EXTRAIT CITÉ
<<<<
L’homme d’affaires américano-libanais revient, dans un entretien au « Monde Afrique », sur l’accord de paix signé entre la République démocratique du Congo et le Rwanda, les enjeux du secteur minier congolais et l’urgence humanitaire liée à la guerre au Soudan.`
Un accord de paix signé, fin juin, entre la République démocratique du Congo (RDC) et le Rwanda. Une rencontre, en août, avec le général Abdel Fattah Abdelrahman Al-Bourhane, à la tête de l’armée soudanaise. Des voyages en Libye et dans la Corne de l’Afrique.
Depuis sa nomination surprise par Donald Trump au poste de conseiller spécial pour l’Afrique, le 1er avril, l’homme d’affaires américano-libanais Massad Boulos – dont le fils est le gendre du président américain – multiplie les initiatives diplomatiques. Il revient, pour le Monde Afrique, sur les priorités de la diplomatie américaine à l’égard du continent africain.
>>>>
LIGNES FOURNIES
<<<<
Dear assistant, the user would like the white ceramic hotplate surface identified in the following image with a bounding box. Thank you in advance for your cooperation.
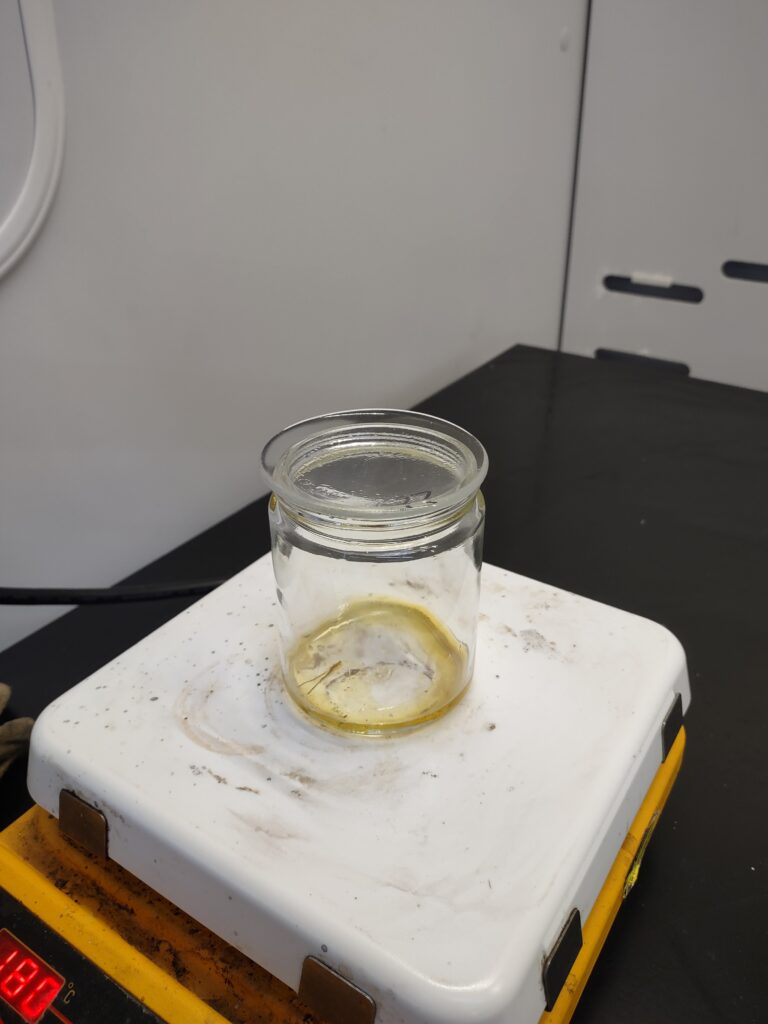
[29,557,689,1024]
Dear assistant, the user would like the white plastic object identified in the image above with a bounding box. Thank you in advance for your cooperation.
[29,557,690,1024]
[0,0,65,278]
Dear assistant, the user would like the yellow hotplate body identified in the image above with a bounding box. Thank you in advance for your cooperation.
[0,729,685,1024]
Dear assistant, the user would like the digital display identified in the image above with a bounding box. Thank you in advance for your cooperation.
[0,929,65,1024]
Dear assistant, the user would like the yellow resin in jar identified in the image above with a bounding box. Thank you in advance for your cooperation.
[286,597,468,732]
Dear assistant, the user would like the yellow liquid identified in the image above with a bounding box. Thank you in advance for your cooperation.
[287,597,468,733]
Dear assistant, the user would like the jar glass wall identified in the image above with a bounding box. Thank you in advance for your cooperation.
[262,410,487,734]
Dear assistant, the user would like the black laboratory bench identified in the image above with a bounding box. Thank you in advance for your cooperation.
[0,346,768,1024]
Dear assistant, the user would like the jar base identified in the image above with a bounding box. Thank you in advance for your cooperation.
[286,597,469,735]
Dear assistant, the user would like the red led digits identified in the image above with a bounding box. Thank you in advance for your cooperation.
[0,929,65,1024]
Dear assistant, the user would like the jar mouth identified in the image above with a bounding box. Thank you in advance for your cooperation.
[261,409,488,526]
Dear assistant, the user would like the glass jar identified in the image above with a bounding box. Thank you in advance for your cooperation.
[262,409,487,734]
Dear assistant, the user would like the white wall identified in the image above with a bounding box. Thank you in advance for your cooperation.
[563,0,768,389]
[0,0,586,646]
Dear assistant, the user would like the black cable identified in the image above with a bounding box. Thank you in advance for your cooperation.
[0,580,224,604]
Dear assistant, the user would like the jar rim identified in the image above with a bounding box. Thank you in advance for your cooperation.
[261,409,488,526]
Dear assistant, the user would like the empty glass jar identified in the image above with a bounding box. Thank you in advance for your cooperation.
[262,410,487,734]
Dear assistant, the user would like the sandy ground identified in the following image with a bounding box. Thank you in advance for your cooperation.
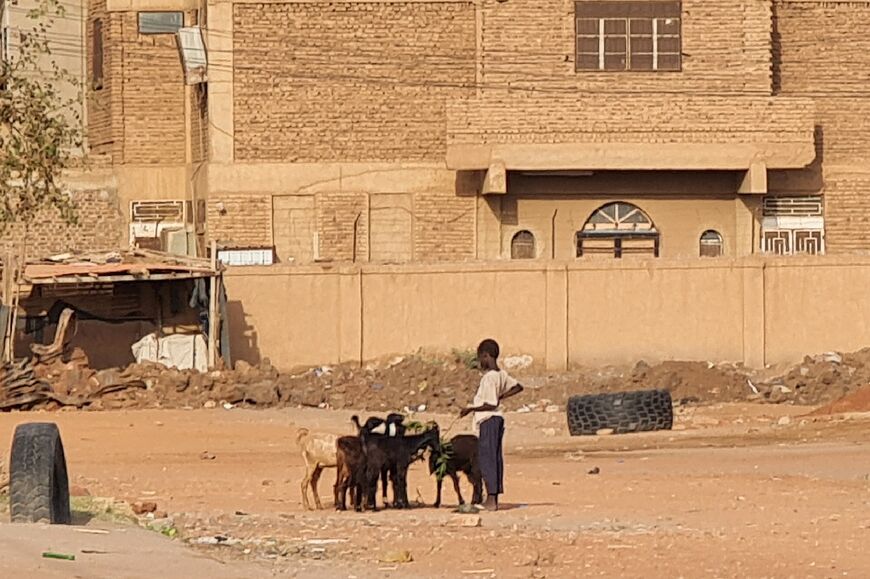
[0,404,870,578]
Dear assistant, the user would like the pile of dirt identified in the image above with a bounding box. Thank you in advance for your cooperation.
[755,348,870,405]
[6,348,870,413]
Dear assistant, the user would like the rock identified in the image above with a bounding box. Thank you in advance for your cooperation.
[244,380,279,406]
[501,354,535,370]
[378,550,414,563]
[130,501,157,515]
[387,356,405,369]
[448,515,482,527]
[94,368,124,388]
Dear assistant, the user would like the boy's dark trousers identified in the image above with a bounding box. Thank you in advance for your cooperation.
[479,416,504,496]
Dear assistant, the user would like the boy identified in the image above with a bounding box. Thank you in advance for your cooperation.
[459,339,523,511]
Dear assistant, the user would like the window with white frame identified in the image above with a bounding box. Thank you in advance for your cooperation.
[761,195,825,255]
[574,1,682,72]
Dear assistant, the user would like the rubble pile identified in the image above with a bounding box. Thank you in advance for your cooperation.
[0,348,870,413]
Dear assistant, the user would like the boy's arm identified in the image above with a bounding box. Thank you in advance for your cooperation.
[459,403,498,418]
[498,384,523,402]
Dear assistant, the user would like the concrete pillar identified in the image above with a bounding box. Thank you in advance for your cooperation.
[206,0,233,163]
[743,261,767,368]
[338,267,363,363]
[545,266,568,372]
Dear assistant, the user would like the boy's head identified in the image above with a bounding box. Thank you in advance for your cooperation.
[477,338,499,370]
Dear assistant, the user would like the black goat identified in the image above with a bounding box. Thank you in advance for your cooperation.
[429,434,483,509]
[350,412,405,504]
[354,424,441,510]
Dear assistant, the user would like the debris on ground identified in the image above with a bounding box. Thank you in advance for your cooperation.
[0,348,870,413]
>>>>
TRAVAIL À FAIRE
a) Restituez le passage de l'extrait sur Massad Boulos en commençant à « L’homme d’affaires américano-libanais revient, dans » et en terminant à « du continent africain. ».
b) Traduisez en anglais cette phrase de l'extrait sur Massad Boulos : « Une rencontre, en août, avec le général Abdel Fattah Abdelrahman Al-Bourhane, à la tête de l’armée soudanaise. »
c) Prolongez l'extrait sur Massad Boulos à partir de sa dernière phrase.
Les lignes constituent un matériau distinct de l'extrait sur Massad Boulos.

RÉPONSES AUX CONSIGNES
a)
L’homme d’affaires américano-libanais revient, dans un entretien au « Monde Afrique », sur l’accord de paix signé entre la République démocratique du Congo et le Rwanda, les enjeux du secteur minier congolais et l’urgence humanitaire liée à la guerre au Soudan.`
Un accord de paix signé, fin juin, entre la République démocratique du Congo (RDC) et le Rwanda. Une rencontre, en août, avec le général Abdel Fattah Abdelrahman Al-Bourhane, à la tête de l’armée soudanaise. Des voyages en Libye et dans la Corne de l’Afrique.
Depuis sa nomination surprise par Donald Trump au poste de conseiller spécial pour l’Afrique, le 1er avril, l’homme d’affaires américano-libanais Massad Boulos – dont le fils est le gendre du président américain – multiplie les initiatives diplomatiques. Il revient, pour le Monde Afrique, sur les priorités de la diplomatie américaine à l’égard du continent africain.

b) A meeting, in August, with General Abdel Fattah Abdelrahman Al-Bourhane, head of the Sudanese army.

c)
*Comment résumeriez-vous les nouvelles priorités de la diplomatie américaine en Afrique ?
Le président Donald Trump l’a dit simplement : nous souhaitons moins d’aide et plus de commerce. Notre politique africaine repose sur trois piliers. Le premier est de ramener la paix dans toutes les zones de conflit, notamment dans la région des Grands Lacs, au Soudan, en Libye, au Sahel.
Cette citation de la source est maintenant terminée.